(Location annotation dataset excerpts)
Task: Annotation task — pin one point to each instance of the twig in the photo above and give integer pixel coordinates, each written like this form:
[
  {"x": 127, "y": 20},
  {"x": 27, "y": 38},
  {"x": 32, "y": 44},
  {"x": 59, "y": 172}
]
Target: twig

Exercise
Quote all of the entries exactly as they appear.

Exercise answer
Task: Annotation task — pin one point to each instance of the twig in the photo above and give integer pixel coordinates, each written like this form:
[
  {"x": 127, "y": 20},
  {"x": 27, "y": 38},
  {"x": 32, "y": 44},
  {"x": 59, "y": 172}
]
Target: twig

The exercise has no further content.